**Written instruction:** Copy the text of every record below word for word, leaving out the pictures.

**Records contained in a dataset:**
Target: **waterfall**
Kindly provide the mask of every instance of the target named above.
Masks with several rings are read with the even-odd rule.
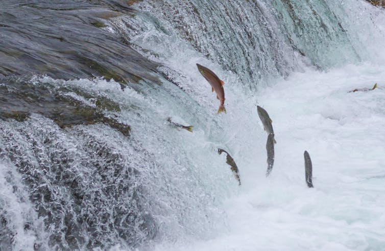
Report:
[[[33,2],[0,11],[0,250],[214,239],[241,193],[218,148],[246,189],[266,182],[243,174],[266,159],[258,92],[385,58],[385,15],[361,0]],[[228,114],[196,63],[225,82]]]

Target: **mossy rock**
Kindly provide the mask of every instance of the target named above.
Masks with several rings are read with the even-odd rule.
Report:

**Full response:**
Target: **waterfall**
Kindly provide the mask of every instance of the target named above.
Masks with several rings are read with the even-odd rule.
Report:
[[[33,2],[0,11],[0,250],[214,239],[241,193],[218,148],[246,189],[266,182],[243,174],[266,159],[258,92],[385,58],[385,15],[361,0]],[[228,114],[196,63],[225,82]]]

Target: **mossy rock**
Kindly provide the mask of every instance of the target named above.
Masks with several rings are read with the even-odd rule.
Report:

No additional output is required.